> **The input**
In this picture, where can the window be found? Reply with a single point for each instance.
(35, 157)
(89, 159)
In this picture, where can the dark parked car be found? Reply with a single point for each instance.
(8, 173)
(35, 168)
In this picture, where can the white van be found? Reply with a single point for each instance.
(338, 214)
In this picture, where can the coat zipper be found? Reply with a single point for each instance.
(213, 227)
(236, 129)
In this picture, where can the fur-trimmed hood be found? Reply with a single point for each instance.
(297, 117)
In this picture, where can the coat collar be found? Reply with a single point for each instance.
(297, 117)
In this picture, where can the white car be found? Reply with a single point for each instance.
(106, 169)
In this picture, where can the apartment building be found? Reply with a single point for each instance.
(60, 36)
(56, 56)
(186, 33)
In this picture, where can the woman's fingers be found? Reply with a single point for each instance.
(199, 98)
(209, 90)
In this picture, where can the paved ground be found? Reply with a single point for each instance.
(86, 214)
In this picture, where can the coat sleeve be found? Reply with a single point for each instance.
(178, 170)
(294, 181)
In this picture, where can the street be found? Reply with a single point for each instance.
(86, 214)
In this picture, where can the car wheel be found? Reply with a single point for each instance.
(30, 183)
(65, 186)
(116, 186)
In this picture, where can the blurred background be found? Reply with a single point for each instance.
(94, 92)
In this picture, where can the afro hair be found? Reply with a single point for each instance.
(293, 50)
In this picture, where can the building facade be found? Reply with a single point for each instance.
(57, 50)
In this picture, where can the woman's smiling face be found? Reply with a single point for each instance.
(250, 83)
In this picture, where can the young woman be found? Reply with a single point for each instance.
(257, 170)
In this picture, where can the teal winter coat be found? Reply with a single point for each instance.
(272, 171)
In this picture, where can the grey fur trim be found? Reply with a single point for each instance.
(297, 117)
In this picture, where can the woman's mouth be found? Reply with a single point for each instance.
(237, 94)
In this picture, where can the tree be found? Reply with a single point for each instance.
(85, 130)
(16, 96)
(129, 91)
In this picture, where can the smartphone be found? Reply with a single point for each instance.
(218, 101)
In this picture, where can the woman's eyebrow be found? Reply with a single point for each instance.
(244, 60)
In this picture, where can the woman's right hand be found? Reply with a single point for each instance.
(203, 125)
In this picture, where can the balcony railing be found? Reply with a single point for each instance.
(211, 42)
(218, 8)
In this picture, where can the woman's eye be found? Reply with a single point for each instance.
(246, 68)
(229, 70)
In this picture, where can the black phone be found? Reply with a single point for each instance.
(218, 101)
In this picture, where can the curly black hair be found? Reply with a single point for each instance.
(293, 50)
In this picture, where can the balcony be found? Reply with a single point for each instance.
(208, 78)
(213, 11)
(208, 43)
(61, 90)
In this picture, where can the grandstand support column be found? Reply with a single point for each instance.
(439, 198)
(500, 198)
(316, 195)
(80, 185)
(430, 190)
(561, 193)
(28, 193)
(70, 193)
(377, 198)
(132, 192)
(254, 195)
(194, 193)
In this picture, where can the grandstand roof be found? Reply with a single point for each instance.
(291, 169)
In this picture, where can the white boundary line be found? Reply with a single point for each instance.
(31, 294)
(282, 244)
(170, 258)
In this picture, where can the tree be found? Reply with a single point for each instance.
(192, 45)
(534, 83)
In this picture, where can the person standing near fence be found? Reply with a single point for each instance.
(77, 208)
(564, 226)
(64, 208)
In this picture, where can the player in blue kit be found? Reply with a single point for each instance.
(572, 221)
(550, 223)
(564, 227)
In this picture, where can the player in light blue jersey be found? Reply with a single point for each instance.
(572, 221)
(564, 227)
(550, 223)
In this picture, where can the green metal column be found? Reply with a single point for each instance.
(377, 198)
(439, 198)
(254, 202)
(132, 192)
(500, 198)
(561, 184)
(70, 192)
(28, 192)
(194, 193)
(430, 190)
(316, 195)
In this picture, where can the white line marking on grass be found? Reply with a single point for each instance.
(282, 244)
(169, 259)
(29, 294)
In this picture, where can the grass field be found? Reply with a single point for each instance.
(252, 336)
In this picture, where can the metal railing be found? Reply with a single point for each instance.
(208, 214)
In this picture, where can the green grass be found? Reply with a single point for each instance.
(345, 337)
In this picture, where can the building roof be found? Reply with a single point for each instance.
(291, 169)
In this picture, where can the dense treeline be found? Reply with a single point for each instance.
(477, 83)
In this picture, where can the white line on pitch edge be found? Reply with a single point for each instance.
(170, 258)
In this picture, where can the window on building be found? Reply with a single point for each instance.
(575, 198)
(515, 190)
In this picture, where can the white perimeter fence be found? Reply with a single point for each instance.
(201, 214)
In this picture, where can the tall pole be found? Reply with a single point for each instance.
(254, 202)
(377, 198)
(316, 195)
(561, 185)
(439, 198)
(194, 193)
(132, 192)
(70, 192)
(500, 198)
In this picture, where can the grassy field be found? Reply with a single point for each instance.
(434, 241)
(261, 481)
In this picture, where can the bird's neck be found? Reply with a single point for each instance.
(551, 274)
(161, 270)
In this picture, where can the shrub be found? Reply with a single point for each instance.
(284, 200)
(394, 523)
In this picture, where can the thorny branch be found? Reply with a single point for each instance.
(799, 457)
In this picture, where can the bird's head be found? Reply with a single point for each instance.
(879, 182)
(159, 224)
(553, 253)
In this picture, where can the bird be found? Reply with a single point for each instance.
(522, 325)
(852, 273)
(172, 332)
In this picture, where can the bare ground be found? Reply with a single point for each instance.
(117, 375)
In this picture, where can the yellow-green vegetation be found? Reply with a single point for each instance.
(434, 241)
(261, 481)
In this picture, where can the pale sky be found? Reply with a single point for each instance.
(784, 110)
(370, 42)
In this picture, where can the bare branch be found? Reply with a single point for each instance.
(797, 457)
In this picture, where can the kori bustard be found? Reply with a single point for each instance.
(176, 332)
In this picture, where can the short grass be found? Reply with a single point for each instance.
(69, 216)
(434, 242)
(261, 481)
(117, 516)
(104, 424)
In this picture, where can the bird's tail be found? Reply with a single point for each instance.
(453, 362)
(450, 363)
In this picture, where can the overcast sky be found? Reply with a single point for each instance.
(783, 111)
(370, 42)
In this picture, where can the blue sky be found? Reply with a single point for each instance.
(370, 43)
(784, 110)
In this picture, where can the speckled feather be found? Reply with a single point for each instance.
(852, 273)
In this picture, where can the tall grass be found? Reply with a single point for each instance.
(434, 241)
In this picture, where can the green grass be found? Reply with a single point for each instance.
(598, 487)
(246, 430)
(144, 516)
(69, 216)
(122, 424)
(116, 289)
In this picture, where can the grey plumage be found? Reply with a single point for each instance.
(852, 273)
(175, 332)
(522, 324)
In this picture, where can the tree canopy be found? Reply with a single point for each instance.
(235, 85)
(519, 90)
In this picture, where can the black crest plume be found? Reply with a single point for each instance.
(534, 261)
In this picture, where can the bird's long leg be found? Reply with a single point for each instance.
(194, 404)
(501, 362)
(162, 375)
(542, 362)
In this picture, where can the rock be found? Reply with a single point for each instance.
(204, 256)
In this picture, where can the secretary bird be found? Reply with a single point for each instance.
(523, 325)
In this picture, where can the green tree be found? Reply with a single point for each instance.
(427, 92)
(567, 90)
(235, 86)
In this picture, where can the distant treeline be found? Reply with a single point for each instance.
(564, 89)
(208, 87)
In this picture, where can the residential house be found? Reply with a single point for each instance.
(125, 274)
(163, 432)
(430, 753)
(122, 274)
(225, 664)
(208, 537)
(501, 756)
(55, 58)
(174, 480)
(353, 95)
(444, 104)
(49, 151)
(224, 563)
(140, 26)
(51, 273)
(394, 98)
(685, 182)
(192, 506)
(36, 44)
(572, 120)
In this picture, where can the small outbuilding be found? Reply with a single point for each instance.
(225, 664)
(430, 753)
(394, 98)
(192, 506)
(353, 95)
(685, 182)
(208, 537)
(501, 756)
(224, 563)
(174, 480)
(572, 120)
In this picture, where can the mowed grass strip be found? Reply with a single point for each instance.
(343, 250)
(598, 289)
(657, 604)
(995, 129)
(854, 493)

> **Exercise**
The reply should consist only of the line containing "In this picture, where can the mowed" and all lines after it in the listing above, reproduced exactly.

> **Result for this task**
In this picture, where can the mowed grass strip be found? Reply with a single point for each instance.
(343, 250)
(598, 289)
(657, 604)
(995, 129)
(854, 493)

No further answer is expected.